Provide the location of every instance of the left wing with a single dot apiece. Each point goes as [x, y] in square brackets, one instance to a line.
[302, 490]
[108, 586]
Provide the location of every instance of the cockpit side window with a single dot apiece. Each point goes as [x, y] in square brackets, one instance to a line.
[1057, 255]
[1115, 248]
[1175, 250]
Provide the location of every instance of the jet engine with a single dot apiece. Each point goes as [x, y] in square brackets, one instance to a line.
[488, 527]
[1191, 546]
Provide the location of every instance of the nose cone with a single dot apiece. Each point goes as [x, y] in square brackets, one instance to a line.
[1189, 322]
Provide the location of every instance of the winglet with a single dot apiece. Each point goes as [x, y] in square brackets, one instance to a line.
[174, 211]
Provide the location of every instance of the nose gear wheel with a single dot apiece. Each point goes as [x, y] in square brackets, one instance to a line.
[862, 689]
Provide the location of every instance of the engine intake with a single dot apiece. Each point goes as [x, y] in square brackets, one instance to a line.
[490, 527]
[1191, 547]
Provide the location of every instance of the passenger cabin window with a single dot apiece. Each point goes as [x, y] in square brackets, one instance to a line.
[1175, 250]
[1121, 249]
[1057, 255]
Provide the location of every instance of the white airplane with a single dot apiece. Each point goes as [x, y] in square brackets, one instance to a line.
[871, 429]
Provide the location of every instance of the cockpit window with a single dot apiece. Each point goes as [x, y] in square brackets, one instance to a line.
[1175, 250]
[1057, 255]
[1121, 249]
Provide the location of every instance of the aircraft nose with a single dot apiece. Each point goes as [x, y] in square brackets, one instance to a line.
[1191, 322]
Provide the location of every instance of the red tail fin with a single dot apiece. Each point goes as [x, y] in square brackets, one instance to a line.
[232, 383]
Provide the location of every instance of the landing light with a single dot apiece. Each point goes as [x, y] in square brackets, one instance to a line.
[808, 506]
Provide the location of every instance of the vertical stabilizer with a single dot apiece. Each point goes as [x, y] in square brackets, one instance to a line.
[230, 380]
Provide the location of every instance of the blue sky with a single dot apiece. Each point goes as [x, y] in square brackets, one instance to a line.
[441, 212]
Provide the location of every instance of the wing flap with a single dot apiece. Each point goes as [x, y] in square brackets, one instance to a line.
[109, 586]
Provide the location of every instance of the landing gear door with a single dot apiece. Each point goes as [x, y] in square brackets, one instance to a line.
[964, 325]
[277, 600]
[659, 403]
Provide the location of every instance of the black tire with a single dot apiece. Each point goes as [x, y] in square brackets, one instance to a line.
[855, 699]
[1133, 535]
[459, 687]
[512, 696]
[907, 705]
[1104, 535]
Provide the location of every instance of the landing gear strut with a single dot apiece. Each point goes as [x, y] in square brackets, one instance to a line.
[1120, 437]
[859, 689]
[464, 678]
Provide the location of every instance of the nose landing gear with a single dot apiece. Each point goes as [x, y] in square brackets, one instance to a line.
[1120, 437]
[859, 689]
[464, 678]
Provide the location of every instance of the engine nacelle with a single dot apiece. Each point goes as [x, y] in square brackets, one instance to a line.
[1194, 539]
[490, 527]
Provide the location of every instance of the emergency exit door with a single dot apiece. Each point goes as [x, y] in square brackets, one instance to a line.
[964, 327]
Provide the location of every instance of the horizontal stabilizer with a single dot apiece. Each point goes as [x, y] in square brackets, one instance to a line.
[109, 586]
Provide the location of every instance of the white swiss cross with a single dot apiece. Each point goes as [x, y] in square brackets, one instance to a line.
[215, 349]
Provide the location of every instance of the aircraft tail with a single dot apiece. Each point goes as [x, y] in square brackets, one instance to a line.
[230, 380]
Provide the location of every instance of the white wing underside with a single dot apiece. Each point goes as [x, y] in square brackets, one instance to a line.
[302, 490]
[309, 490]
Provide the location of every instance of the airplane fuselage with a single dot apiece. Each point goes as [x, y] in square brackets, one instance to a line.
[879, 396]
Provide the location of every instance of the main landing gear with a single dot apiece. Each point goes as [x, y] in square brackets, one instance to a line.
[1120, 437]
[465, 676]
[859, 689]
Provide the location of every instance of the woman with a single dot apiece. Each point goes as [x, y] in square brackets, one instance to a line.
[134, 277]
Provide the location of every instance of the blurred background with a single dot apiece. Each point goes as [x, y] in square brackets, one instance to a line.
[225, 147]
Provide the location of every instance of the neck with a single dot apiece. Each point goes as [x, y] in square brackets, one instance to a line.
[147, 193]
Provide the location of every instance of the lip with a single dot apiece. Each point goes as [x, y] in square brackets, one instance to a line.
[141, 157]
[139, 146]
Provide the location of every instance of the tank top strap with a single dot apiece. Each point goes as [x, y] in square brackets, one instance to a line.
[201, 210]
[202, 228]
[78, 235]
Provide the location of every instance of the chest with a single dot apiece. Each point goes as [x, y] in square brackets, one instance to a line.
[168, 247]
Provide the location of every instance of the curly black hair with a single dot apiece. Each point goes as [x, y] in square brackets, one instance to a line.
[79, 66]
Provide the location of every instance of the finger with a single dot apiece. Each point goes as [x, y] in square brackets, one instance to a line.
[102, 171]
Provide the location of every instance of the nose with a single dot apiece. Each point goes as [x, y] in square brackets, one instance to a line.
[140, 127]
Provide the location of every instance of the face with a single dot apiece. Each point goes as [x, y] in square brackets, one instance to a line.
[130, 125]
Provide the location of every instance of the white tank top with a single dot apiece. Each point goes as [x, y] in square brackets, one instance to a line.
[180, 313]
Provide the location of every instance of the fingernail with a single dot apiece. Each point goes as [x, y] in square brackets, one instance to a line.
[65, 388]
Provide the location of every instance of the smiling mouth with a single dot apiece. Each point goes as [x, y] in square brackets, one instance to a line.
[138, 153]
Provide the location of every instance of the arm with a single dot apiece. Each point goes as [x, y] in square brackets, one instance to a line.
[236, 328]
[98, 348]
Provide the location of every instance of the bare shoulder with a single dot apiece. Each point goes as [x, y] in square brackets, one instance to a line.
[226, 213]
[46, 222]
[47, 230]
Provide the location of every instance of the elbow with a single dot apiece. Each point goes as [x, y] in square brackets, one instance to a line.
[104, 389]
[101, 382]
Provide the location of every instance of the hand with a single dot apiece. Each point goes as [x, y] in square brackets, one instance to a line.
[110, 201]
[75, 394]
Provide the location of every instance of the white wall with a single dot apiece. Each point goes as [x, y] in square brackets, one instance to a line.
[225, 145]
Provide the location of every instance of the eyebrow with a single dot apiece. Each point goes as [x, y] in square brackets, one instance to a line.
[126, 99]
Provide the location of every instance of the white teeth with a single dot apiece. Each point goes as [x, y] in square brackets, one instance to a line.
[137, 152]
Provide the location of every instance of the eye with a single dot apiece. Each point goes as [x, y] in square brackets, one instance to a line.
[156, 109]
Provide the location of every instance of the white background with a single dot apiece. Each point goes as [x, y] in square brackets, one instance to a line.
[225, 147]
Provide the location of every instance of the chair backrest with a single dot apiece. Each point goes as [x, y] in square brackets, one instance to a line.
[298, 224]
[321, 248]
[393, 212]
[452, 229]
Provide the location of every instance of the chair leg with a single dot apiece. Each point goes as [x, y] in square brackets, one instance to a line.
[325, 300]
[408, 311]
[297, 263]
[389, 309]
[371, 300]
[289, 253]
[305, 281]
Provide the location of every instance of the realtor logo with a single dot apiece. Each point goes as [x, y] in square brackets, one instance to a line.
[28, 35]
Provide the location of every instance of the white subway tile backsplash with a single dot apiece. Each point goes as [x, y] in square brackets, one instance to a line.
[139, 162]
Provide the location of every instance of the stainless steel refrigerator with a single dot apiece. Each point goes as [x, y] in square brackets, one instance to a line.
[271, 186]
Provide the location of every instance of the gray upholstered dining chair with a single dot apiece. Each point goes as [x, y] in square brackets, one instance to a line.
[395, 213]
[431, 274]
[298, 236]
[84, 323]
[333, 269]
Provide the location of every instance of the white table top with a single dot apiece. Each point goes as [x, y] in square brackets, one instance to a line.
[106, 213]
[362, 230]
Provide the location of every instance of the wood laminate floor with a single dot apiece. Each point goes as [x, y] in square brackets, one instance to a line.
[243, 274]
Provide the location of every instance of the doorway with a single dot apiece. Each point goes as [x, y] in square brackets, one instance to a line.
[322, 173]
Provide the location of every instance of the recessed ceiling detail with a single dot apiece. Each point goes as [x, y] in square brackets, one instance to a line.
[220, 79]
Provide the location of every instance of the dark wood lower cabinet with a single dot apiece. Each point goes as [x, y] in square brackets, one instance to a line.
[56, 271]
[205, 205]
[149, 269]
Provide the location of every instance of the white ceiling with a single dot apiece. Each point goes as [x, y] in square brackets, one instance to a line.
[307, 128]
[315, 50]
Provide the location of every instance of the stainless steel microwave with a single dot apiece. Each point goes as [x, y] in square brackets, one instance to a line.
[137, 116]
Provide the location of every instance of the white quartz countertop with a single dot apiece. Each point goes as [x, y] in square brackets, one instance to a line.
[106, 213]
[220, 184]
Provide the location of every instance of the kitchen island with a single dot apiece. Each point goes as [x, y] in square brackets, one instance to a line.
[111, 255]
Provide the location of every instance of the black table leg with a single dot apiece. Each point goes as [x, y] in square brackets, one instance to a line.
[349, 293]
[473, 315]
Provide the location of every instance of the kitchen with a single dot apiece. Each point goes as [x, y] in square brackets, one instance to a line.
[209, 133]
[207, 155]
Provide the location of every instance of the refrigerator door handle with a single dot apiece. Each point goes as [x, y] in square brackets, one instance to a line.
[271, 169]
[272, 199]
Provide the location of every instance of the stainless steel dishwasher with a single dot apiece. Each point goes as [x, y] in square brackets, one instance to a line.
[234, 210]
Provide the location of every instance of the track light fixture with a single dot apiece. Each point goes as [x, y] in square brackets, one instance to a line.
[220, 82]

○ ○ ○

*WHAT THE EXERCISE ASKS*:
Copy each line exactly, from the line containing "Provide the location of every instance of the black table" down to the last line of the material, and no other lines.

*TASK ANSWER*:
Provide the location of every instance of the black table leg with a single dot apiece. Each point goes as [x, y] in square brackets, one instance to a line.
[349, 293]
[473, 315]
Provide the location of every instance of the kitchen with a single dot apiece. Each point goes as [x, y] in square brackets, one instance to a line.
[209, 133]
[207, 155]
Provide the location of every instance of the refrigerator door handle with a single dot apiece. Each point goes as [x, y] in square brackets, one instance to a line.
[271, 169]
[272, 199]
Provide the location of every instance of the stainless steel dishwasher with a single dot apiece. Each point goes as [x, y] in square brackets, one instance to a line.
[234, 210]
Provide the location of every instance of the track light fixture with a single dot apiece. Each point goes as [x, y] in square brackets, one instance to a line.
[220, 82]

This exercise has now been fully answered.